EJERCICIO:
Continúa el texto sobre el olfato y la mascarilla a partir de su última frase.

Los sonidos de la voz humana se amortiguan con la mascarilla, quienes llevan gafas con la mascarilla sin lugar a dudas ven limitada su visibilidad, a través de las gafas enteladas con el aliento los colores seguramente se perciben menos brillantes, el sentido del tacto, fuente de placer se ha convertido ahora en una fuente de riesgo a evitar. Hace poco salía un artículo periodístico que apuntaba a la importancia del tacto en la sociabilidad humana (podéis leerlo aquí, esta en inglés).
Pero sobre todo el olor se ha visto modificado. La mascarilla añade una capa sobre la nariz y limita un sentido al que normalmente no prestamos mucha atención a pesar de su ubicuidad (o tal vez por ella). De hecho hay muy pocas palabras en el idioma español para definir específicamente un olor. Tenemos que recurrir a comparaciones “huele como o huele a”. Si lo comparamos con la ingente cantidad de palabras para definir colores es muy fácil situar la importancia que le damos a lo visual y a lo olfativo en nuestro contexto.
Petricor es una de las pocas palabras que existen en castellano para hace referencia directa a un olor, el olor de la tierra mojada después de llover. Petricor, el aroma de la lluvia, término que proviene del griego, petra-piedra y ikhor-líquido que fluye por las venas de los dioses[1]. Recuerdo ese olor, el olor de jara mojada cuando abríamos rápidamente las ventanillas del coche al llegar al pueblo castellano de mi madre para las vacaciones en verano. Probablemente nunca, o muy pocas veces olí físicamente ese olor, ya que agosto en Zamora no suele caracterizarse por lluvias. Ese es uno de los atributos del olor, su capacidad para emanar, re-crear experiencias pasadas de una manera sensorial. La famosa madalena de Proust.

DATOS GUARDADOS:
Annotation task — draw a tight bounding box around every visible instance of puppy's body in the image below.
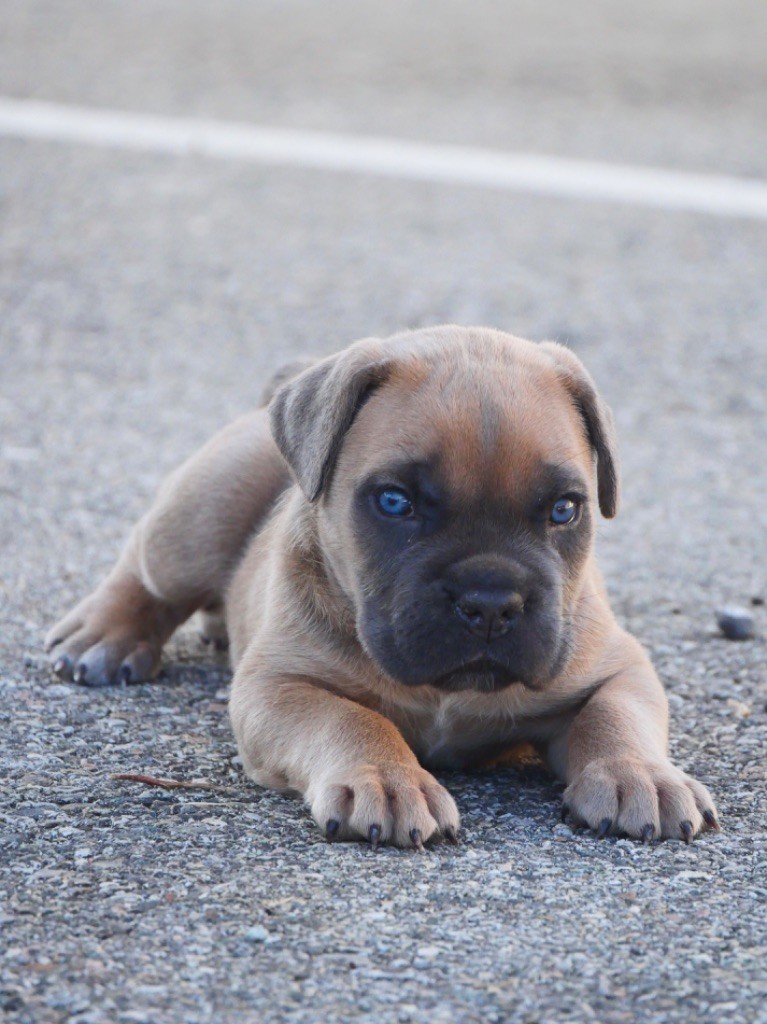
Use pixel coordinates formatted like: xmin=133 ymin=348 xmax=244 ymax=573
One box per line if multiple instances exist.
xmin=50 ymin=328 xmax=716 ymax=846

RESULTADO:
Otra lluvia memorable tuvo lugar a muchos kilómetros de distancia, con un océano de por medio, en los Andes ecuatorianos en la estación seca, cuando tras muchos días se sequía en la que llovían cenizas debido a las quemas de los restos de la caña de azúcar tras la zafra y sin agua corriente, de repente empezó a llover muy fuerte. Ha sido sin lugar a dudas el petricor que más me ha gustado, y la mejor ducha de mi vida!
[1] Aunque para ser precisas, hay que decir que es una invención lingüística hecha por geólogos en la década de 1940, originalmente en inglés pero actualmente en consideración por la RAE para ser includia en el diccionario.